— Exercise requirements —
Reproduce every line of the data below without changing anything.

Records from a data collection:
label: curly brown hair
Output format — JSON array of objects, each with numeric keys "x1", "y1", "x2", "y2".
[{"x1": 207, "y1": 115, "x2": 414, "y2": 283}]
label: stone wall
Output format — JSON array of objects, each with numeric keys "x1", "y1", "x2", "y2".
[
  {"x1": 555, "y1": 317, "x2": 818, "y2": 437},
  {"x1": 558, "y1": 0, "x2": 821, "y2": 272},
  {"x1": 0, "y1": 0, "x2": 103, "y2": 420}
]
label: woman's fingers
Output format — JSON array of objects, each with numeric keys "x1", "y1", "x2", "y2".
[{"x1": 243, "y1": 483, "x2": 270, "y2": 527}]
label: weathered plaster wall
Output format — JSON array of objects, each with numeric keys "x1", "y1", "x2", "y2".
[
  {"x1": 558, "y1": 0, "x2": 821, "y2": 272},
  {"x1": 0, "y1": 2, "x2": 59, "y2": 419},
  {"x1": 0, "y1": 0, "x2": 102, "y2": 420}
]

— Correct result —
label: curly brown hair
Output format — JSON array of objects, each with numeric keys "x1", "y1", "x2", "y2".
[{"x1": 207, "y1": 115, "x2": 414, "y2": 283}]
label: stone wall
Output format — JSON array of objects, each with numeric keys "x1", "y1", "x2", "y2".
[
  {"x1": 555, "y1": 317, "x2": 818, "y2": 437},
  {"x1": 558, "y1": 0, "x2": 821, "y2": 272},
  {"x1": 0, "y1": 0, "x2": 103, "y2": 420}
]
label: woman's fingers
Output format — JSON array of objects, each with numeric keys "x1", "y1", "x2", "y2".
[{"x1": 243, "y1": 483, "x2": 270, "y2": 527}]
label: weathered plaster wall
Output format — JSON array of objects, each with numeric keys "x1", "y1", "x2", "y2".
[
  {"x1": 558, "y1": 0, "x2": 821, "y2": 272},
  {"x1": 0, "y1": 2, "x2": 59, "y2": 419},
  {"x1": 0, "y1": 0, "x2": 102, "y2": 420}
]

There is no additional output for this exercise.